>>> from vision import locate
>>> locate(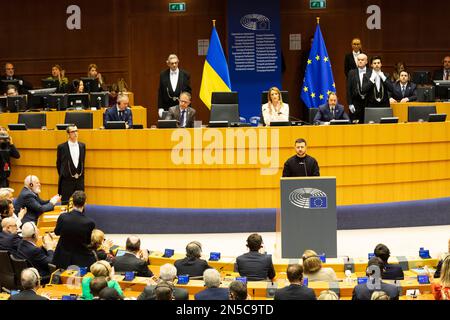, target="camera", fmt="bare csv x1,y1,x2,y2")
0,132,10,150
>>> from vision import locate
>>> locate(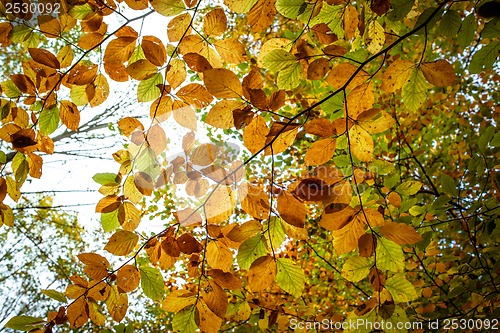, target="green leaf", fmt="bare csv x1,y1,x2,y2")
480,14,500,38
264,217,285,251
276,258,306,297
477,126,495,151
38,107,59,135
469,41,500,74
139,266,165,300
387,0,415,21
376,238,405,272
42,289,68,303
342,256,372,282
1,80,23,98
457,13,476,48
5,316,45,332
92,172,120,185
277,62,303,90
137,73,163,102
69,3,93,20
396,180,422,195
236,235,267,269
437,10,462,38
262,49,299,73
101,209,120,232
401,68,429,110
172,305,198,333
385,273,418,302
151,0,186,17
440,173,458,196
276,0,307,18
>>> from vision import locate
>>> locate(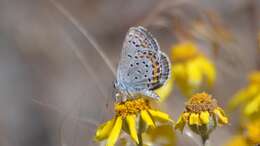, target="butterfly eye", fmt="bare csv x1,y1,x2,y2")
116,93,120,98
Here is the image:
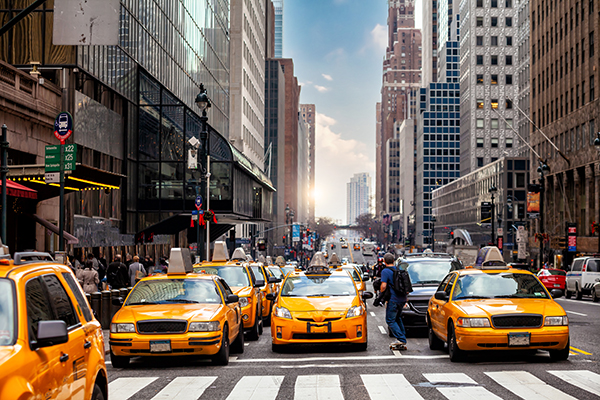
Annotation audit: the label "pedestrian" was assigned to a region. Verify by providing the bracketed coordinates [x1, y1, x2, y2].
[81, 260, 100, 293]
[129, 256, 147, 286]
[376, 253, 412, 350]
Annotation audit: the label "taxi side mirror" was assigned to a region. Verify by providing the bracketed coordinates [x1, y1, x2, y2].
[225, 294, 240, 304]
[267, 293, 277, 301]
[34, 320, 69, 349]
[434, 290, 448, 301]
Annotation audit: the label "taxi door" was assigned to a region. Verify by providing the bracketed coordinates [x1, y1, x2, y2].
[22, 276, 71, 399]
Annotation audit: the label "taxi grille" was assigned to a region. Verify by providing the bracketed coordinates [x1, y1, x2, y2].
[492, 314, 543, 328]
[137, 320, 187, 334]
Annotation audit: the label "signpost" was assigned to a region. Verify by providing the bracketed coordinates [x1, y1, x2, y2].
[52, 112, 77, 251]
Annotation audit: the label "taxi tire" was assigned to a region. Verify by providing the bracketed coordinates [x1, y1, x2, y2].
[110, 349, 129, 368]
[549, 338, 571, 361]
[448, 323, 465, 362]
[212, 326, 229, 365]
[230, 325, 244, 354]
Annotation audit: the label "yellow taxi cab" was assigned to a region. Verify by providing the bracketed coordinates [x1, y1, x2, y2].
[427, 246, 569, 362]
[0, 252, 108, 400]
[194, 241, 265, 340]
[269, 252, 373, 351]
[109, 248, 244, 368]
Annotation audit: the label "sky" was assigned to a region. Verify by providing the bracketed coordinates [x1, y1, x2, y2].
[283, 0, 420, 223]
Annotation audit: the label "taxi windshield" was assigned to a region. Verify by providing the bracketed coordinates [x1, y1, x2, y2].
[125, 279, 221, 306]
[194, 266, 250, 286]
[452, 272, 548, 300]
[281, 275, 356, 297]
[0, 279, 15, 346]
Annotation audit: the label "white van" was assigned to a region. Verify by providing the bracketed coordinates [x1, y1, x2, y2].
[565, 257, 600, 300]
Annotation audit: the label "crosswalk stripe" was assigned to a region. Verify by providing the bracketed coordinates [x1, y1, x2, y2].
[548, 370, 600, 396]
[108, 378, 158, 400]
[152, 376, 217, 400]
[423, 373, 502, 400]
[294, 375, 344, 400]
[360, 374, 423, 400]
[227, 376, 285, 400]
[485, 371, 576, 400]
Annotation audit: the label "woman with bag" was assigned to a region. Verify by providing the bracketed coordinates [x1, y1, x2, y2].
[129, 256, 146, 287]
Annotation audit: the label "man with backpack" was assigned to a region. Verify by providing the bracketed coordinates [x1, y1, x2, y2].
[374, 253, 412, 350]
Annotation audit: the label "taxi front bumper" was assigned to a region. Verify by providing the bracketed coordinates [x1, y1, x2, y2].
[271, 315, 367, 345]
[108, 331, 223, 357]
[455, 326, 569, 351]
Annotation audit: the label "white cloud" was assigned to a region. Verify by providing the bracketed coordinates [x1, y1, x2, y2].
[316, 113, 375, 223]
[315, 85, 330, 93]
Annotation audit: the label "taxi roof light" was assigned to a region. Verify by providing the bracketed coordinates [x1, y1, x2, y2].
[167, 247, 193, 274]
[212, 241, 229, 261]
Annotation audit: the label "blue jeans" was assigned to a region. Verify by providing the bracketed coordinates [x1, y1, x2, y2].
[385, 301, 406, 343]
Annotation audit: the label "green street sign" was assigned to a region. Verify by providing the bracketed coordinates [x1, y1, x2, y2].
[45, 144, 77, 172]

§ **Task statement**
Extract every line of the rows above that contains the word "white". Case counts.

§ **Written answer**
Annotation audit: the label "white van" was assigned to a region. Verify by providing the bracketed coordinates [x1, y1, x2, y2].
Annotation audit: the label "white cloud" was assigned to a region. Verify by providing the bracketed coordinates [x1, y1, x2, y2].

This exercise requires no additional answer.